**WHAT YOU SHOULD DO**. Copy the material below word for word, line by line, leaving nothing out and changing nothing.

(Bounding box annotation entries)

-------

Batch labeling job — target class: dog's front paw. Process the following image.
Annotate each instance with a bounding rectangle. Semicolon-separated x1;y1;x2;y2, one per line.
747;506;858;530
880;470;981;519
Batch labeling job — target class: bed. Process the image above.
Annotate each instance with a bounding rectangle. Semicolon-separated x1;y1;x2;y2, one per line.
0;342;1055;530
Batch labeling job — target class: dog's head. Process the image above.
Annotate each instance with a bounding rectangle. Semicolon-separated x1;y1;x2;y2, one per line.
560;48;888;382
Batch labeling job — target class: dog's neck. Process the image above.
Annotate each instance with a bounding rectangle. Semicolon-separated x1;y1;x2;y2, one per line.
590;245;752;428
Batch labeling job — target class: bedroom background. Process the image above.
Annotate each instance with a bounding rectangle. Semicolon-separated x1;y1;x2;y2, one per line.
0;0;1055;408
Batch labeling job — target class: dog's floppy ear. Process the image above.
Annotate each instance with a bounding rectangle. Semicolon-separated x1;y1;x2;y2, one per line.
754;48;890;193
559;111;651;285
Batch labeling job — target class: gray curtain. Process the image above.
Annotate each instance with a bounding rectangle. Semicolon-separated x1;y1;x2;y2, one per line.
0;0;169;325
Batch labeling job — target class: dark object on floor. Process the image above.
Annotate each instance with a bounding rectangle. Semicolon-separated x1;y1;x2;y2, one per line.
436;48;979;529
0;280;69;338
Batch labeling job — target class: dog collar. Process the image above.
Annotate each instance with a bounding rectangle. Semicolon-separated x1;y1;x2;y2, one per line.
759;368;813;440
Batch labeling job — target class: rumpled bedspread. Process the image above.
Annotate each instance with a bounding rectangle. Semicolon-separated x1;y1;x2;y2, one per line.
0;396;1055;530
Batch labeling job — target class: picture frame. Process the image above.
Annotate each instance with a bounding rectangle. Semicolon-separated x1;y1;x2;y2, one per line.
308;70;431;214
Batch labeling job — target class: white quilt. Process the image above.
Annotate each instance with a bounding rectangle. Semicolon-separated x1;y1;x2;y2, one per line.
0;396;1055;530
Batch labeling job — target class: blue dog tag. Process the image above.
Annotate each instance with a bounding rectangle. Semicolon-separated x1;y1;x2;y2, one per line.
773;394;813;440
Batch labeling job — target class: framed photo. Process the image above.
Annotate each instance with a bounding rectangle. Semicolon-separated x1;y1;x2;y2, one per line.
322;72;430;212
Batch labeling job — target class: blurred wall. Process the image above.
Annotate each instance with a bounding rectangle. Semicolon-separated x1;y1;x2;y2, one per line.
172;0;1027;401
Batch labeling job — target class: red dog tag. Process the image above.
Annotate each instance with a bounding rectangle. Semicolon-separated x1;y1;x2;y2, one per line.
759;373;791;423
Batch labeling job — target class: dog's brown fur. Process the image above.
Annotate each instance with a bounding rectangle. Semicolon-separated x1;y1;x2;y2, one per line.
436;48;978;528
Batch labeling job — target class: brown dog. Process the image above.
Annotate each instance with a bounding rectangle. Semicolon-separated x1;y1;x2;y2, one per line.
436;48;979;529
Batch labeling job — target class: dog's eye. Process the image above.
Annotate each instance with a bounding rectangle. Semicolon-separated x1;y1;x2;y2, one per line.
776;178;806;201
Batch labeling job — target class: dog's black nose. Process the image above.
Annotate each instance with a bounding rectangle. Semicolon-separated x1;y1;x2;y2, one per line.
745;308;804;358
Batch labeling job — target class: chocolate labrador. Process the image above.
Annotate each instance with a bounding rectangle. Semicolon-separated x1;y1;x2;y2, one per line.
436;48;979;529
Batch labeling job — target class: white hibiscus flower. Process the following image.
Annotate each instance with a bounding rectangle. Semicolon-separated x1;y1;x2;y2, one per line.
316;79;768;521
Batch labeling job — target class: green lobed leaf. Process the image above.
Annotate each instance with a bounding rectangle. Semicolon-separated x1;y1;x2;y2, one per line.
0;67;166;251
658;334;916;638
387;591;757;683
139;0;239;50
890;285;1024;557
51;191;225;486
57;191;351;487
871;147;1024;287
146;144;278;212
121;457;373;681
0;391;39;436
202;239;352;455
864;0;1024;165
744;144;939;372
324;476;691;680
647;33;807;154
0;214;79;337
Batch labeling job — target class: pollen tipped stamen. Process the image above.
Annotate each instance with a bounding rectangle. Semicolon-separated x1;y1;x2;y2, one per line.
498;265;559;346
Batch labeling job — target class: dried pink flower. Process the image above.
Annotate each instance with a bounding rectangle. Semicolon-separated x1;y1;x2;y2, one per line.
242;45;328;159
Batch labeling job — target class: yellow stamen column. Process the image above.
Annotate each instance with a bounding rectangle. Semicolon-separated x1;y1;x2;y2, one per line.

-------

**IN RESPONSE**.
Batch labeling job — target class: dog's front paw. Process the following image.
Annotate each instance with a bounding rectangle. Semicolon-separated x1;y1;x2;y2, one per line.
747;506;858;530
880;470;981;519
Batch labeling job — target class: bed. Process the image above.
Annotate each instance with a bounding rectangle. Semicolon-separated x1;y1;x2;y2, one per line.
0;342;1055;530
Batch labeling job — target class: dog's head. Process the image above.
Annotate each instance with a bounding rectangle. Semicolon-separated x1;y1;x2;y2, one per line.
560;48;888;382
Batch labeling job — target class: dog's neck. Process the image above.
Annotate each instance with a bounding rectangle. Semicolon-separated x1;y1;x2;y2, one per line.
590;245;752;428
Batch labeling job — target class: bedroom background. Process the image above.
Annotate each instance with a bounding rectangle. Semicolon-separated x1;y1;x2;y2, one per line.
0;0;1055;408
Batch labeling job — target class: dog's floppy ear. Process the image above.
Annotate each instance with a bounding rectangle. Semicolon-separated x1;y1;x2;y2, one per line.
754;48;890;193
559;111;651;285
Batch labeling job — target class: gray curtain. Process the image above.
Annotate each instance with a bounding rectangle. Semicolon-separated x1;y1;x2;y2, one per line.
0;0;169;325
Batch labeling job — target class: dark object on floor. Process the image above.
Annotate each instance with a bounding rectangle. Semicolon-separated x1;y1;x2;y2, one per line.
436;48;979;529
0;280;69;338
Batch labeling job — target class: dog collar. Process the image above.
Annotate each instance with a bounding rectangle. Semicolon-separated x1;y1;x2;y2, one per line.
759;368;813;440
Batch labeling job — target class: rumpled bedspread. Process the image above.
Annotate each instance with a bounding rectangle. Semicolon-separated x1;y1;x2;y2, one per line.
0;396;1055;530
Batch labeling job — target class: picture frame. Process the image above.
Annotate each instance with a bounding rectangle. Semicolon-separated x1;y1;x2;y2, one per line.
308;70;431;214
Batch labeling job — target class: white quilt. Process the image above.
Annotate each instance with a bounding rectangle. Semicolon-separated x1;y1;x2;y2, one per line.
0;396;1055;530
Batch labeling job — target class: blue dog tag. Process the image above.
Annotate each instance with a bounding rectangle. Semicolon-separated x1;y1;x2;y2, one per line.
773;394;813;440
Batch labeling job — target class: framed photo. Process the image above.
Annotate each instance with a bounding rectangle. Semicolon-separated x1;y1;x2;y2, one per line.
322;72;430;212
Batch labeling job — target class: blurred wall. Process the image above.
Annotate each instance with a bounding rectangle. Semicolon-separated x1;y1;x2;y2, one per line.
172;0;1027;401
Batch labeling job — target class: red dog tag. Process the image above.
Annotate each instance with a bounding rectangle. Semicolon-separated x1;y1;x2;y2, one per line.
759;373;791;423
Batch labeling job — target class: dog's brown fur. Process the image above.
Annotate each instance with a bounding rectangle. Semicolon-separated x1;y1;x2;y2, one per line.
436;48;978;528
Batch labeling job — target class: brown dog. Process the image above.
Annotate each instance with a bounding rectangle. Semicolon-separated x1;y1;x2;y2, one per line.
436;48;979;529
Batch labeling job — target class: dog's eye. Process the image above.
Annotate each instance with a bounding rectangle. Semicolon-separated x1;y1;x2;y2, one per line.
776;178;806;201
Batch labeling job — target class: dog's black nose. Process the image above.
Annotate each instance with a bounding rectangle. Semicolon-separated x1;y1;x2;y2, one per line.
745;308;804;358
Batch labeling job — target class: chocolate labrador. Process the image above.
Annotate each instance with a bounding rectangle. Semicolon-separated x1;y1;x2;y2, one per line.
436;48;979;529
Batch labeling job — target class: white hibiscus flower. Process the following image.
Annotate each instance with a bounding rectangle. Semicolon-separated x1;y1;x2;y2, one per line.
316;79;768;521
Batch labeling job — target class: green lobed leaf. Process the image above.
Annotate each instance with a bounding rectangle. Semicolon-separated x1;y1;x2;y2, one per line.
0;67;166;251
658;334;916;638
387;591;757;683
139;0;239;50
890;285;1024;557
51;191;225;486
57;191;351;487
871;147;1024;287
146;144;278;212
121;457;373;681
0;391;39;436
202;239;352;455
864;0;1024;165
744;144;939;372
324;476;691;680
647;33;807;154
0;214;79;337
Batch labeling job — target class: pollen tipped stamen. Process the image above.
Annotate each instance with a bounding rectangle. Semicolon-separated x1;y1;x2;y2, one per line.
498;265;559;346
Batch labeling job — target class: dried pink flower. Process the image above.
Annotate each instance with a bounding rectangle. Semicolon-separated x1;y1;x2;y2, one per line.
242;45;328;159
Batch labeling job — target class: yellow stamen column. Process the image above.
Annotate each instance with a bounding rectangle. Semicolon-separated x1;y1;x2;y2, one per line.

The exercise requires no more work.